*Task brief*. In the entries that follow, the first line to write out is the one containing "# a formatted sample", and the last is the one containing "M355 455L417 380L370". Reproduce that stretch exactly, with nothing before or after it.

(Supplied data Opens)

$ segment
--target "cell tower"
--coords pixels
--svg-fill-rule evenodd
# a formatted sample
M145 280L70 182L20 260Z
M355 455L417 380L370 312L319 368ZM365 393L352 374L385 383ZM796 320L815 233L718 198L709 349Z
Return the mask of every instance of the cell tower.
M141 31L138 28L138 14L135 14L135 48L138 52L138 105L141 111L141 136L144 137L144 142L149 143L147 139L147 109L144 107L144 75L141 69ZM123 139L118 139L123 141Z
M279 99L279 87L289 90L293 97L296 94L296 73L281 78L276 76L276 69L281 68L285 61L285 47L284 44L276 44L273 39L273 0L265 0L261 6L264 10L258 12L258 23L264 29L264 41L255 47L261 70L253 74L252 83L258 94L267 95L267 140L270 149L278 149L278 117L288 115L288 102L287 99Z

(Supplied data Closes)

*Answer section*.
# a formatted sample
M145 280L70 182L20 260Z
M355 455L417 380L370 312L319 368ZM365 393L352 374L385 383ZM796 320L815 233L718 198L709 349Z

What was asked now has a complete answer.